-- start Data rows --
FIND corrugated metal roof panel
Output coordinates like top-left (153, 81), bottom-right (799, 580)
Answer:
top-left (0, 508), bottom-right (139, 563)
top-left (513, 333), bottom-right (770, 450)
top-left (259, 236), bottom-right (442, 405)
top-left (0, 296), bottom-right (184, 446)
-- end Data rows --
● **Task description**
Render each line of the listing above as a numbered list, omitting any blank lines.

● **Solved problem**
1. FIND corrugated metal roof panel
2. Output coordinates like top-left (153, 81), bottom-right (799, 580)
3. Answer:
4. top-left (0, 508), bottom-right (139, 563)
5. top-left (513, 333), bottom-right (770, 450)
6. top-left (259, 236), bottom-right (442, 405)
7. top-left (0, 296), bottom-right (184, 446)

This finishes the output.